If the records below hold pictures, omit them, and print exactly the lines from the first line through the line containing "on the dandelion", inclusive.

##### Information provided

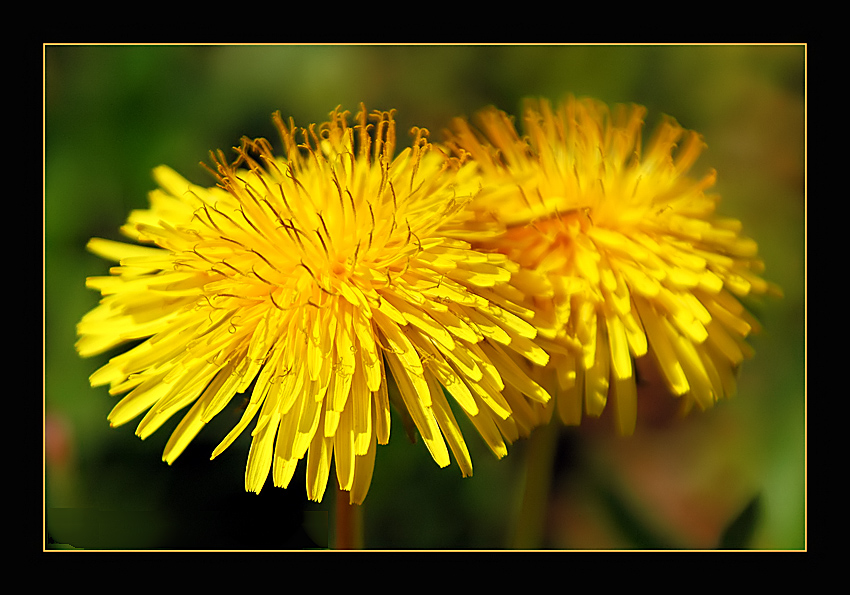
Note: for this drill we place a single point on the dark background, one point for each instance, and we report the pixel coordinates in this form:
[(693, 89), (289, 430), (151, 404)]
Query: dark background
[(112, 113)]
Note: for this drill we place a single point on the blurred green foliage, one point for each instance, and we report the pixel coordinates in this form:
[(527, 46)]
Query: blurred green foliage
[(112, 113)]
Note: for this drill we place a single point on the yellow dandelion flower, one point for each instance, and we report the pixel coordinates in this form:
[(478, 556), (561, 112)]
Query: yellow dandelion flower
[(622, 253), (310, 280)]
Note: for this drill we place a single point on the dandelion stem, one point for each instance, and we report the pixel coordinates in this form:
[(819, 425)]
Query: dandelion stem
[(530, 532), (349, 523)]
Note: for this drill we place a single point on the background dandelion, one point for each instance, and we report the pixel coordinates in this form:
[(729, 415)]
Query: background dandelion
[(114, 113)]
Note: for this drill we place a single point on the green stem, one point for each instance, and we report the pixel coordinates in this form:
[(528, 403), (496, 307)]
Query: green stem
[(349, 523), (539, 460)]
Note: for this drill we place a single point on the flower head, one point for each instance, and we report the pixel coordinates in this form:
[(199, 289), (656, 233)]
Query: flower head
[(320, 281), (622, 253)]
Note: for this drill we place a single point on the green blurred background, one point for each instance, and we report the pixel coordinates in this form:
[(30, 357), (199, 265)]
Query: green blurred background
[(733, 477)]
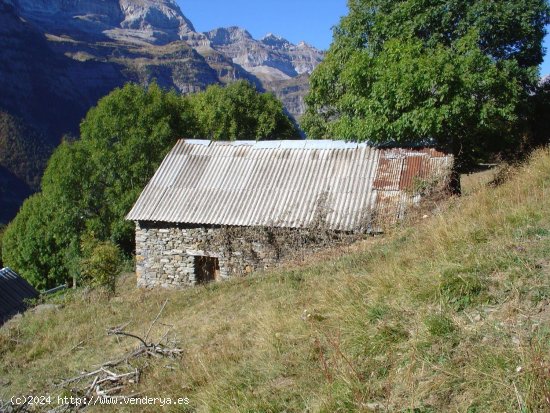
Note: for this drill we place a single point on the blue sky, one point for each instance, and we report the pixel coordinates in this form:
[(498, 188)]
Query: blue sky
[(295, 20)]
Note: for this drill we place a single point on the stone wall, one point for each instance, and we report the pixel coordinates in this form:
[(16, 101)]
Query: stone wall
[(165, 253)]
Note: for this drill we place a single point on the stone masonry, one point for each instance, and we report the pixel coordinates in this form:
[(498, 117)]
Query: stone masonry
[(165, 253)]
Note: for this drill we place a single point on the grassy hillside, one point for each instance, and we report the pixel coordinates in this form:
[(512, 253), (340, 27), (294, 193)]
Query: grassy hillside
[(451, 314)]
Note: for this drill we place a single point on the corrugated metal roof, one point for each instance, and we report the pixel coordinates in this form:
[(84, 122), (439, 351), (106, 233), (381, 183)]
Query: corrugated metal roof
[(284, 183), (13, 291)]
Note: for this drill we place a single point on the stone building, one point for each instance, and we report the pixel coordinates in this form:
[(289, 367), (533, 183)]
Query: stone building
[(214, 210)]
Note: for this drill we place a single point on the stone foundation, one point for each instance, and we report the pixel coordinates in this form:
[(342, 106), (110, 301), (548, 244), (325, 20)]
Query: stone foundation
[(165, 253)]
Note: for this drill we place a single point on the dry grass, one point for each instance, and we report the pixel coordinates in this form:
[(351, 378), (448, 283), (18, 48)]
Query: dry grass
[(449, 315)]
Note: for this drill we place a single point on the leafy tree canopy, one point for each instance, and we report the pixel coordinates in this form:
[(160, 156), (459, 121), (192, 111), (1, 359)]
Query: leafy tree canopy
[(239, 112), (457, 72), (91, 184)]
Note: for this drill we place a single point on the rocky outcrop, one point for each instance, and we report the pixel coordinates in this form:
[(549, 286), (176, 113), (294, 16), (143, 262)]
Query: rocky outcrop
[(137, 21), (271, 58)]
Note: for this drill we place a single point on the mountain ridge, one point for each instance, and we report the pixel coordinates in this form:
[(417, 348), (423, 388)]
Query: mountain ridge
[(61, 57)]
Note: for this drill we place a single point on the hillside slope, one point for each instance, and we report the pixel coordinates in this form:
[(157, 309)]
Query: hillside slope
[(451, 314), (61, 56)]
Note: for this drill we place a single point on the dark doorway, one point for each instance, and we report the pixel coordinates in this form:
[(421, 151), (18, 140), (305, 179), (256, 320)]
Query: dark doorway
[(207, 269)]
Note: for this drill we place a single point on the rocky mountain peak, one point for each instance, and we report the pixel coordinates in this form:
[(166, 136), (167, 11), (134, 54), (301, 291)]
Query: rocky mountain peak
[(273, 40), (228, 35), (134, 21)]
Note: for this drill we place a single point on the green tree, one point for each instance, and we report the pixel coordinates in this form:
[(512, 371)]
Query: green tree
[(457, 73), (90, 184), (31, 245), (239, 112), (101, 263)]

##########

Solution to this problem:
Note: for this drill we place a single point on the dark background, one point for each instance, and we report the pixel coordinates in this form:
[(693, 89), (289, 430), (151, 404)]
Query: dark background
[(112, 113)]
Note: for this drill we place a single point on the blurred green foliage, one point for each instance, and we report the pixel coordinates in this form:
[(527, 46)]
Query: blurred green foliage
[(112, 113)]
Note: for this drill we place a single point on the yellow dandelion flower, one point for each instance, and we report the pixel coordinates in this form:
[(478, 556), (561, 112)]
Query: yellow dandelion flower
[(622, 253), (310, 280)]
Note: for this drill we place a single point on the dandelion stem, one point for each instance, and we report the pixel coordinates in this form:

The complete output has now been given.